» **GIVEN INSTRUCTION A**:
According to the post on ballistic fingerprinting, why is the practice a waste of time, tax dollars, and government personnel? Answer in one to three sentences.
» **GIVEN INSTRUCTION B**:
Continue the post on ballistic fingerprinting, starting after its final sentence.

» **TEXT EXCERPT**:
You know, I have to ask: Why is the Second Amendment so incredibly antithetical to modern politicians? Early American patriots and statesmen fought and died for our Constitution; and, they did so in the hope that it would help to create a better world. Sadly, however, that doesn't appear to have happened.

Of course ballistic fingerprinting is, 'backdoor gun registration'. In fact ballistic fingerprinting can be very easily and scientifically demonstrated to be a complete waste of: time, tax dollars, and government personnel.

In a very large number of cases, modern firearm manufacturing methodology makes it, all but, impossible to connect the dots between a fired bullet and the pistol it was fired from.

This is a fact of which the general public is, at the present time, mostly unaware; but, surely, properly qualified government examiners would be well aware of the growing impossibility of trying to match modern pistol barrels and bullets, together, the one to the other.

» **EXTRACTED INFORMATION**:

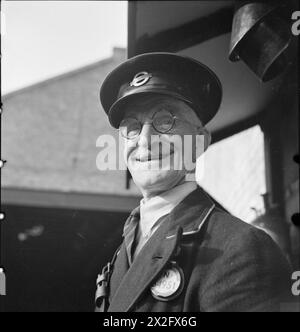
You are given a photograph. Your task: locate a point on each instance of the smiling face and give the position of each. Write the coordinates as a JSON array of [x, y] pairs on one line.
==
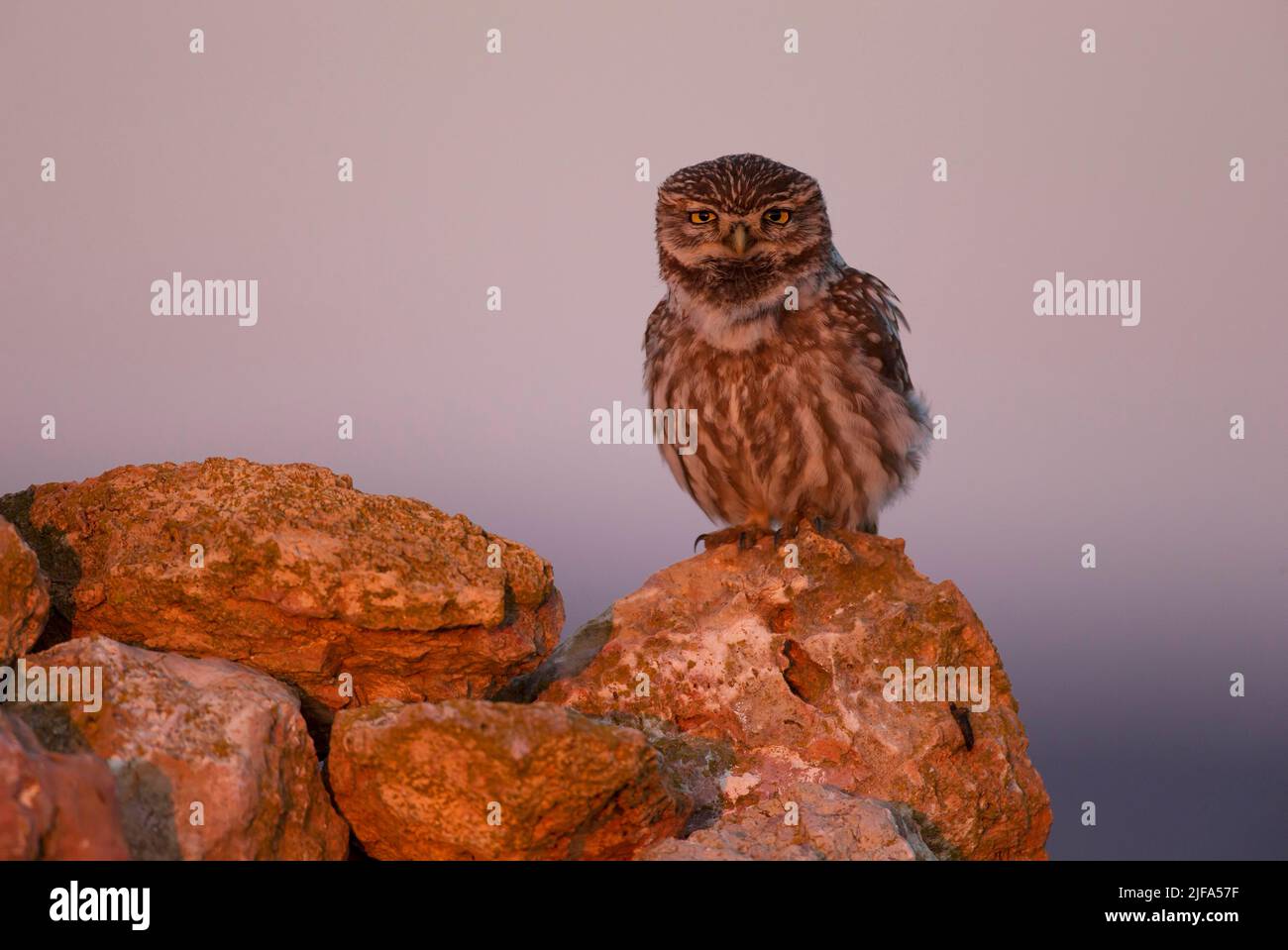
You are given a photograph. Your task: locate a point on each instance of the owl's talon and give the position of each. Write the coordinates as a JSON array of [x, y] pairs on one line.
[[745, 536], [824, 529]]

» **OUTPUT A**:
The post says that, in a very large number of cases, modern firearm manufacturing methods make it all but impossible to connect a fired bullet to the pistol it was fired from. Matching modern pistol barrels and bullets to each other is therefore becoming impossible.

» **OUTPUT B**:
Any attempt to do so is bound to end up in a quagmire of doubts; and a further attempt to gather spent cartridge cases can be, either, easily thwarted by even the simplest of minds or (Worse!) cleverly misdirected.

Polygonal rifling makes forensic bullet matching more difficult? - Glock Talk


----------



## Packard (Aug 24, 2010)

And how would you fingerprint Taurus' The Judge? Or S & W's Governor? Both fire shotgun shells.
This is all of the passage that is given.